Requirement. Gather each line of the data below that contains the word "green", and reproduce every such line in full.

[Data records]
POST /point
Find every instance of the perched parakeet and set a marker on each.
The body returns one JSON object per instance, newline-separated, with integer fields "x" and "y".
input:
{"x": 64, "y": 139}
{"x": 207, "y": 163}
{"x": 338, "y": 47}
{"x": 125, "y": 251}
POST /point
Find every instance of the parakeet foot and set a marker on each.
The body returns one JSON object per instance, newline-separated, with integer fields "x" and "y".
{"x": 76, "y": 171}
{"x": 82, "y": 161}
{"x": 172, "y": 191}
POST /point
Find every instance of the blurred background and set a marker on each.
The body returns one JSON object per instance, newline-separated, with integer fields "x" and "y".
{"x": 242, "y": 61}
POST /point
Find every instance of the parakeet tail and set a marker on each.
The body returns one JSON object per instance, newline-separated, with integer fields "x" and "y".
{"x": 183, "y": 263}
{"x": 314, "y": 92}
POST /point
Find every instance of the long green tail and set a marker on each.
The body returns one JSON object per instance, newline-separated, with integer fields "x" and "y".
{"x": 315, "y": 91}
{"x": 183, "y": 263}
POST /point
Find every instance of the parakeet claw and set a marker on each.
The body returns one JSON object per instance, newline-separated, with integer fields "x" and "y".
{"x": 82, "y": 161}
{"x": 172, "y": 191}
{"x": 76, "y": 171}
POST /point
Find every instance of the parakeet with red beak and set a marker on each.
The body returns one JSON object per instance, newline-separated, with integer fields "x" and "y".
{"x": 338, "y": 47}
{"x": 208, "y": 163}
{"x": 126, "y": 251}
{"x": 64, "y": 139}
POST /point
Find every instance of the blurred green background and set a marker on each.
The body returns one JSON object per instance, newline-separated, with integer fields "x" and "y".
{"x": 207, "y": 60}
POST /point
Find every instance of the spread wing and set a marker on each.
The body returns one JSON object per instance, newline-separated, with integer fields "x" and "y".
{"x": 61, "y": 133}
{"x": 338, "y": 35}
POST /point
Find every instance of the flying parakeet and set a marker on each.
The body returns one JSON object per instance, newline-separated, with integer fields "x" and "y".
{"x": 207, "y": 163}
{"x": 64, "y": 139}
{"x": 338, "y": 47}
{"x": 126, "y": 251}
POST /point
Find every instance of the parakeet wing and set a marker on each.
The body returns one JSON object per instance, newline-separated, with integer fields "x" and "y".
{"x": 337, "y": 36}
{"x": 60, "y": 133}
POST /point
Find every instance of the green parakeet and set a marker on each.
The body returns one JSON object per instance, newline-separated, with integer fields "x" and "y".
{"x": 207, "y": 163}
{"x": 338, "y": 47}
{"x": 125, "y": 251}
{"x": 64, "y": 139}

Exercise output.
Find every instance of the long green tail and set a marker on each.
Find every instance of the blurred green background and set a marker on each.
Find every instance of the green parakeet and set a marker on each.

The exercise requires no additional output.